# [TUGAS LATIHAN A]
Tulis ulang seluruh baris daftar di bawah, termasuk baris perintah dan contoh formatnya, dengan mengalikan setiap koordinat titik jawaban dengan 1,25 lalu membulatkannya ke bilangan bulat terdekat (nilai tepat setengah dibulatkan ke atas), sementara angka pada contoh format dibiarkan tetap. Jangan sertakan gambar dalam hasilnya.

Hubungan Yesus dengan Bapa-Nya merupakan hubungan yang saling melengkapi, mengisi, tetapi juga memberi ruang antara yang satu dengan yang lainnya. Ada kalanya peran Allah Bapa terlihat begitu dominan, misalnya pada kisah-kisah penciptaan dan pemeliharaan atas umat-Nya dalam peristiwa keluaran atau pembuangan. Tetapi di waktu yang lain peran Yesus begitu kuat. Contoh di sepanjang hidup-Nya sehingga tepatlah Dia disebut Firman yang hidup. Demikian juga dengan peran Roh Kudus, Ia begitu tampak luar biasa dalam peristiwa Pentakosta dan sesudahnya. Roh Kudus jugalah yang menolong gereja di segala abad untuk dapat bersaksi. Namun, meski begitu, ketiga-Nya dapat hadir dalam waktu bersamaan sehingga kita sangat sulit untuk mengurainya.

# [DAFTAR MASUKAN]

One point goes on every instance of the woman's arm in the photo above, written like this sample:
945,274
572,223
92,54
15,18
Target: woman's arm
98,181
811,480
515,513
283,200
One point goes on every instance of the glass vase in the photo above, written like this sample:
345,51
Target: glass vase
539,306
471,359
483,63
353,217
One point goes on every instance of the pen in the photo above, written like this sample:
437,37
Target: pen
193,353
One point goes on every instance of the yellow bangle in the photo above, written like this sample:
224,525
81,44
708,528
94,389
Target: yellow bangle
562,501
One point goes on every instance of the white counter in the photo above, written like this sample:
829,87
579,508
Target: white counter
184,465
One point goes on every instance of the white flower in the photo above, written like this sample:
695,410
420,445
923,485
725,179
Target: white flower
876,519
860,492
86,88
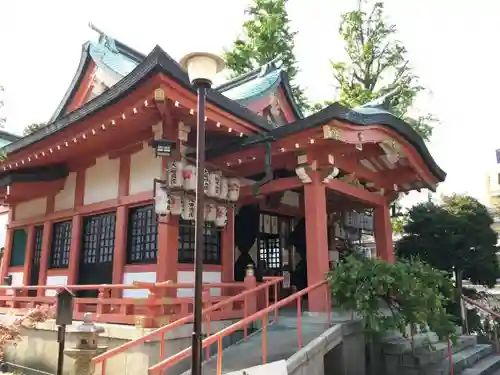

# [TUGAS LATIHAN B]
Menurut teks tentang hubungan Yesus dengan Bapa-Nya, dalam peristiwa apa peran Roh Kudus tampak begitu luar biasa?

# [PENYELESAIAN LENGKAP A]
One point goes on every instance of the woman's arm in the photo above, written like this sample:
945,274
572,223
92,54
15,18
Target: woman's arm
123,226
1014,600
644,641
354,250
One point goes on every instance of the glass vase in the photo above, written like this sample:
345,51
Target: glass vase
674,383
589,449
604,79
441,271
One point goes on every instance of the pen in the photo above, written like this sample:
437,37
Target: pen
241,441
One point goes on every instance of the yellow bangle in the photo above, written like this sample:
224,525
81,44
708,528
94,389
Target: yellow bangle
703,626
One point goes on every instance of the white counter in the photo above, written like this sample:
829,87
579,508
Target: white counter
230,581
One point goes on every instance of the white flower in the photo above, written like this sample:
695,410
420,445
923,485
725,179
Target: white flower
1095,649
1075,615
108,110

# [PENYELESAIAN LENGKAP B]
Dalam peristiwa Pentakosta dan sesudahnya.